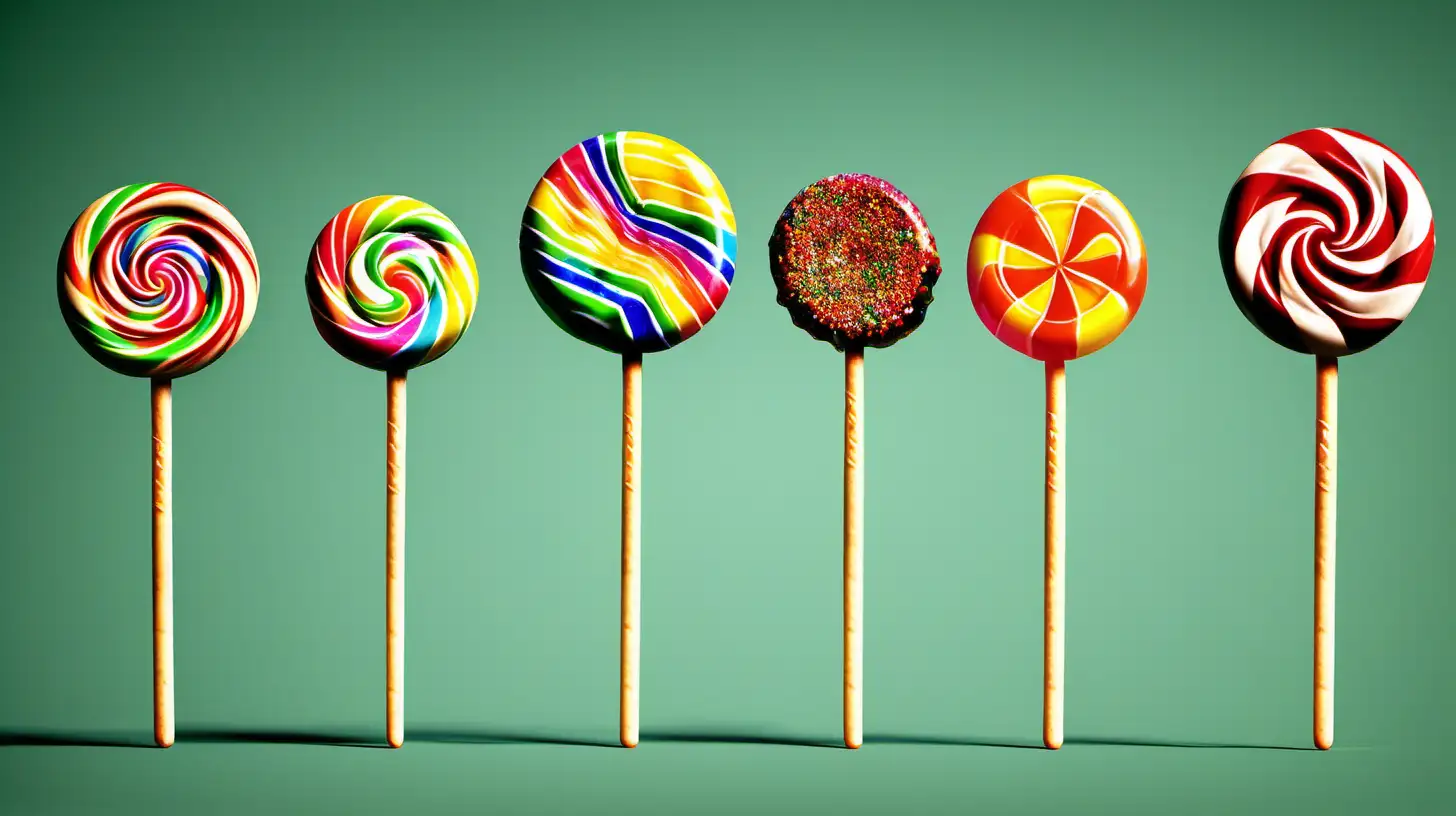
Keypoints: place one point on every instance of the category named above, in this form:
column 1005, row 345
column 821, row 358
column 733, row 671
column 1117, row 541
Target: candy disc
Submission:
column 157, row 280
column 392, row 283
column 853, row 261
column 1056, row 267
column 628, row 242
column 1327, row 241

══════════

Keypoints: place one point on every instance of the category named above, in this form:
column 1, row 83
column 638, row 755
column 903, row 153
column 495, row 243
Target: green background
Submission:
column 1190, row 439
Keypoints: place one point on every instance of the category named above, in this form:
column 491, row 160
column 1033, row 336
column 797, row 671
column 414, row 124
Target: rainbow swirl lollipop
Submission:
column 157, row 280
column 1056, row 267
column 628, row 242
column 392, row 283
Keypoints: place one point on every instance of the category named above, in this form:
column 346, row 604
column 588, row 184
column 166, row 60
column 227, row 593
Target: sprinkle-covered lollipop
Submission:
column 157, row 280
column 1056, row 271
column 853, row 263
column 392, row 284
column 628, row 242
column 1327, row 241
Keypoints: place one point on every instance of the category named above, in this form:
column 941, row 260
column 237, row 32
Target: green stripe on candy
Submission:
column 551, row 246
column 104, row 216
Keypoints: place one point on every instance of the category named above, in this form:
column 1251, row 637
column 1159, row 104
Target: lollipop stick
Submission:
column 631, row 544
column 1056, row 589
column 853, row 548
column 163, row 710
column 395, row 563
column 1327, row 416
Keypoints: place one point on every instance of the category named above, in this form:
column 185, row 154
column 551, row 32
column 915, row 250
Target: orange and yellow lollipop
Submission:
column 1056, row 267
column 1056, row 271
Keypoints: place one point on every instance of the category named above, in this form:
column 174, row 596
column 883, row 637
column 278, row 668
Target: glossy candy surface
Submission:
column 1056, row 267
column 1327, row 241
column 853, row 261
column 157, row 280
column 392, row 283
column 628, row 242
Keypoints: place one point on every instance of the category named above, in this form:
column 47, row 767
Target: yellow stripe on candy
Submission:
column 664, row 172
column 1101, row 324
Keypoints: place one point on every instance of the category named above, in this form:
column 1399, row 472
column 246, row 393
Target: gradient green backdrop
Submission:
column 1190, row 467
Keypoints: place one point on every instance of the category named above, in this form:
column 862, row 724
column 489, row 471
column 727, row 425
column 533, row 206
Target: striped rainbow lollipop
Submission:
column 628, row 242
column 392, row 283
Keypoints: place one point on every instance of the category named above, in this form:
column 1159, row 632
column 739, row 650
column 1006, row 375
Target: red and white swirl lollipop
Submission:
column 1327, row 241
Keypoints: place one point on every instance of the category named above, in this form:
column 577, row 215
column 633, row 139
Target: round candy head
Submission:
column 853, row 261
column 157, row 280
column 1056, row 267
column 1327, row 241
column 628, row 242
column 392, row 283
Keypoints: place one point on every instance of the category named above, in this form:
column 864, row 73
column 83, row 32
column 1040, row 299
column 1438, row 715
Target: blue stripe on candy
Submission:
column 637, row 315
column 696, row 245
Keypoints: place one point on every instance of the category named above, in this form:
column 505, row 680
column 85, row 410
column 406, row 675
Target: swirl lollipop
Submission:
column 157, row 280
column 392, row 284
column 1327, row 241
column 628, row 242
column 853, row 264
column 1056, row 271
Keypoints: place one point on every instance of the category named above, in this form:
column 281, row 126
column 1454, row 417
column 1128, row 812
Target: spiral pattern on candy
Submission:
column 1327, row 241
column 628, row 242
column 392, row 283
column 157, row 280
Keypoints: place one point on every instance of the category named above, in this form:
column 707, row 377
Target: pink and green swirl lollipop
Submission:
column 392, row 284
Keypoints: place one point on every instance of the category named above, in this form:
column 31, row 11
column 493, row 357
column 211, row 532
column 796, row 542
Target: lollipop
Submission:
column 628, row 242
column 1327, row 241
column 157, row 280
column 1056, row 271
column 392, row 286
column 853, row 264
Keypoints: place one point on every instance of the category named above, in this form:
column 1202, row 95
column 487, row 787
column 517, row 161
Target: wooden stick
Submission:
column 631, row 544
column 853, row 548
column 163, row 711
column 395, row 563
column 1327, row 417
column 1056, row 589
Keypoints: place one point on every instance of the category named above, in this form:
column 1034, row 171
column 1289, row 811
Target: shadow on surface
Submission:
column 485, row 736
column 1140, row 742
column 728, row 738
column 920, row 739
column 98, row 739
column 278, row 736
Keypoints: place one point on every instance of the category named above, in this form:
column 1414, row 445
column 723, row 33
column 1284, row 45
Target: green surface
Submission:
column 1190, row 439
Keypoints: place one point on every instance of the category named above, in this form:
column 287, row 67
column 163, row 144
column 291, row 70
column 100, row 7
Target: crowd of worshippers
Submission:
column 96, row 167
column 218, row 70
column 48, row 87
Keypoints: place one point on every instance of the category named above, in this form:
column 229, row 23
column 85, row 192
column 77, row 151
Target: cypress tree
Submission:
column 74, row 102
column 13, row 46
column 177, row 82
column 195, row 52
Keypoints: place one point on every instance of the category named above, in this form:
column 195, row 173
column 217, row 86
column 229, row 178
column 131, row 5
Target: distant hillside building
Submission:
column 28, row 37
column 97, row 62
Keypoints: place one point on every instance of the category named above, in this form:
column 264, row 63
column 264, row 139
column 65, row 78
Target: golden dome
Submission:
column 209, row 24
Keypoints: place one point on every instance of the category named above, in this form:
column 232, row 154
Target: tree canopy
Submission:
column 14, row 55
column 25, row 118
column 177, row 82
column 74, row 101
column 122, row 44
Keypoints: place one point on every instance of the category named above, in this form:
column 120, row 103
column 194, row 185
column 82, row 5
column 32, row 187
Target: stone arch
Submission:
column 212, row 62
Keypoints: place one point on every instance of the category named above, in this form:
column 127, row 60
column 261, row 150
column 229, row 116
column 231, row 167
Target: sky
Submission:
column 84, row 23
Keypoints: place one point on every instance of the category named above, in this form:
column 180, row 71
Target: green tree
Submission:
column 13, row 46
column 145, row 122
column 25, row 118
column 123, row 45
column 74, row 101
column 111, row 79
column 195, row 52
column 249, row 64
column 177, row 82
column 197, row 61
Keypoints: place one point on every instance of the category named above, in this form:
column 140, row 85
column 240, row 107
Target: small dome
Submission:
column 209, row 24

══════════

### Exercise:
Above this instruction are the records; retype exactly the lines from the one containing "column 493, row 357" up to and including the one containing "Target: shadow on surface".

### Expected answer:
column 493, row 357
column 211, row 532
column 796, row 542
Target: lollipop
Submission:
column 628, row 242
column 1327, row 241
column 157, row 280
column 1056, row 271
column 392, row 286
column 853, row 264
Keypoints: place one point on every instance of the category named above, in this form:
column 1202, row 95
column 487, row 787
column 517, row 161
Target: wooden stick
Submission:
column 631, row 544
column 853, row 548
column 163, row 711
column 395, row 563
column 1327, row 417
column 1056, row 589
Keypoints: place one point on every instance of the category named above, in this form:
column 1034, row 171
column 1289, row 811
Target: shadow on surface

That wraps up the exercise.